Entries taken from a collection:

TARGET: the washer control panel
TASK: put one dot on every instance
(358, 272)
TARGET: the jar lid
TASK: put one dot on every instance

▶ _WHAT YOU SHOULD DO_: Your answer must be the lines from the one containing "TARGET: the jar lid" through the last line of the entries, copied exactly, with no other lines.

▶ _TASK SOLUTION_:
TARGET: the jar lid
TASK: put one dot on every instance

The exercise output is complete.